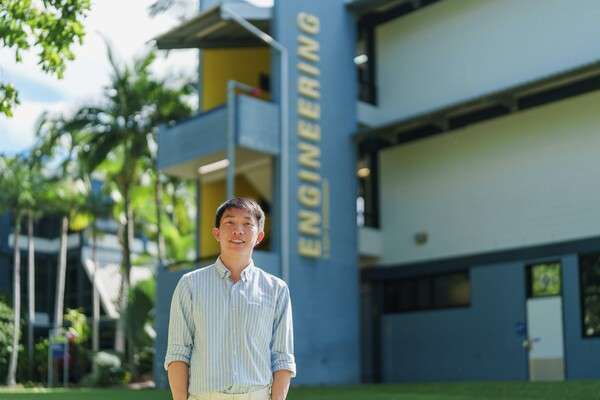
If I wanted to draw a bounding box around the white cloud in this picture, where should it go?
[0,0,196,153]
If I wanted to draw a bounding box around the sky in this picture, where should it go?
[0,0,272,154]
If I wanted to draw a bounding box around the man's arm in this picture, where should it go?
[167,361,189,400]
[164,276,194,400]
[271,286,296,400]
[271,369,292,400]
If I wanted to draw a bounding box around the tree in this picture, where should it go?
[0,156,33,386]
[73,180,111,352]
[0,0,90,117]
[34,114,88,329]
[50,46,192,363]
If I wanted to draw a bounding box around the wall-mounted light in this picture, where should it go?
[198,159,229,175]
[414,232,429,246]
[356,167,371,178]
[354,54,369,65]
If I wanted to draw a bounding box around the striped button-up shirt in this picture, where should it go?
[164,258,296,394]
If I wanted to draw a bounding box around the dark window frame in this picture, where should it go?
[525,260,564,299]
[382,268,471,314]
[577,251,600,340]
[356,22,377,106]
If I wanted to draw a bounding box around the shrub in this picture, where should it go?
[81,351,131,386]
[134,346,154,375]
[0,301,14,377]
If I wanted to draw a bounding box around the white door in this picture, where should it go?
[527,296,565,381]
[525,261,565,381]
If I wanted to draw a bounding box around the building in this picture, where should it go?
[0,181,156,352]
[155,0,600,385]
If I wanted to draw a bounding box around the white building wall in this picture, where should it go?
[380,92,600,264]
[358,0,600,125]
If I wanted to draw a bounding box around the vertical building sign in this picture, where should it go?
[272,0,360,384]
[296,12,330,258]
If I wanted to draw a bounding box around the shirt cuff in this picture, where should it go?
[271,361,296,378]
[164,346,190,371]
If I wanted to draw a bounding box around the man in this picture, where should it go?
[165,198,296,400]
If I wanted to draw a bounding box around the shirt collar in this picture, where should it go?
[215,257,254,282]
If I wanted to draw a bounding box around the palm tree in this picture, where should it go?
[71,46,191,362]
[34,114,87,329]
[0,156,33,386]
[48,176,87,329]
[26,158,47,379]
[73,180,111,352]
□ □ □
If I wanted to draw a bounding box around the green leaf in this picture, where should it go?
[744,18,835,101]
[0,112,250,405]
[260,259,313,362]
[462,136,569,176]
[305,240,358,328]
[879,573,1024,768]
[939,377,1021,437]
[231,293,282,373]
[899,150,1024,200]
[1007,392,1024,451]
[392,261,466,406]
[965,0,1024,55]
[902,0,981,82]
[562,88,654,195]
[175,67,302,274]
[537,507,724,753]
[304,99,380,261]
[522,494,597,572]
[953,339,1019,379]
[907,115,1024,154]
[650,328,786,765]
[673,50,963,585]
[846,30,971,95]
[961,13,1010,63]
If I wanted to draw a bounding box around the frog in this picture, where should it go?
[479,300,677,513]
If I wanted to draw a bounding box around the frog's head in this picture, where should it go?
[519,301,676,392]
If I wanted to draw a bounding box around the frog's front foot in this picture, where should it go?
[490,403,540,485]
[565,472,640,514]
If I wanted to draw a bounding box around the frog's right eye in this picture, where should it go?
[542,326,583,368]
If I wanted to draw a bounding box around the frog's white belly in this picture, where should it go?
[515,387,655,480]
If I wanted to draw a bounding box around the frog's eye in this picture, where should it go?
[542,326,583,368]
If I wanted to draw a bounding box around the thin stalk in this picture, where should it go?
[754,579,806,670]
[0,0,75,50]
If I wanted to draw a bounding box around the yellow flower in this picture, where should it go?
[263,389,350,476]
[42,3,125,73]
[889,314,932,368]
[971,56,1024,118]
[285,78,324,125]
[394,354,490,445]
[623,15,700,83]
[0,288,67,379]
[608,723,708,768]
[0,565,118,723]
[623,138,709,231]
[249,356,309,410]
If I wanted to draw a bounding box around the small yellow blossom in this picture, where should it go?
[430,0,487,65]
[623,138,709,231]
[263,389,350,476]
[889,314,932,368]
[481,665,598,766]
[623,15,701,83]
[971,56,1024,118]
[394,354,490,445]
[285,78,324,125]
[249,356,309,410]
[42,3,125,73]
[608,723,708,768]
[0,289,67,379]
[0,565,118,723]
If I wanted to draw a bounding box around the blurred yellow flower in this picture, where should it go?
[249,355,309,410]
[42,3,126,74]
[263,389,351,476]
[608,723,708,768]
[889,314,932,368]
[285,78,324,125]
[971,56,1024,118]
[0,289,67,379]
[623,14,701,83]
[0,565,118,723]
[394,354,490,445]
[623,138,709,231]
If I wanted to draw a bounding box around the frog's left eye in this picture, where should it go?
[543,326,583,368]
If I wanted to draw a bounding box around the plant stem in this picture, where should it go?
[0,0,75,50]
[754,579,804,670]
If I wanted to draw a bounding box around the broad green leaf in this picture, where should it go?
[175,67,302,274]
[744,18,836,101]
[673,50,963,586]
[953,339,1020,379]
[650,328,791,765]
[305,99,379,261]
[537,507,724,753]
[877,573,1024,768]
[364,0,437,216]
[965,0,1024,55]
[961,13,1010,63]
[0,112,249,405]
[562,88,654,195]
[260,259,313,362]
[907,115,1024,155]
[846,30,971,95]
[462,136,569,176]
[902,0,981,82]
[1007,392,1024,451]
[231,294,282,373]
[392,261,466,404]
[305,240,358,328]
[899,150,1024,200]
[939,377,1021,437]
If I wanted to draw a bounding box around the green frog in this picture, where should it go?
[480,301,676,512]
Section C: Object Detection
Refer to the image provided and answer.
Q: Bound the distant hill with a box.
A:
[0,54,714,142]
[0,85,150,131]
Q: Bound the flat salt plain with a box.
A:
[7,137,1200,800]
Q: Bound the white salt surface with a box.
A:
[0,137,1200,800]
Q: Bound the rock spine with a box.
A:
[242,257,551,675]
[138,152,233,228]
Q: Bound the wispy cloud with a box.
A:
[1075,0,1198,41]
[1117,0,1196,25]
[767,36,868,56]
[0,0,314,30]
□ □ □
Render the entries starting with the line containing "Q: Bound the flat salt plain with a box." and going on through the line containing "[0,0,314,30]" as a JSON list of strings, one string per line and blank lines omitted.

[
  "Q: Bound the flat salt plain with a box.",
  "A:",
  "[7,137,1200,800]",
  "Q: Bound the white salt surface with a box.",
  "A:",
  "[0,137,1200,800]",
  "Q: Bound the rock spine with a box.",
  "A:",
  "[242,257,551,675]",
  "[138,152,233,228]",
  "Q: Bound the wispy cloud with a box.",
  "A:",
  "[1075,0,1198,41]",
  "[1117,0,1196,25]",
  "[767,36,868,56]",
  "[0,0,314,30]"
]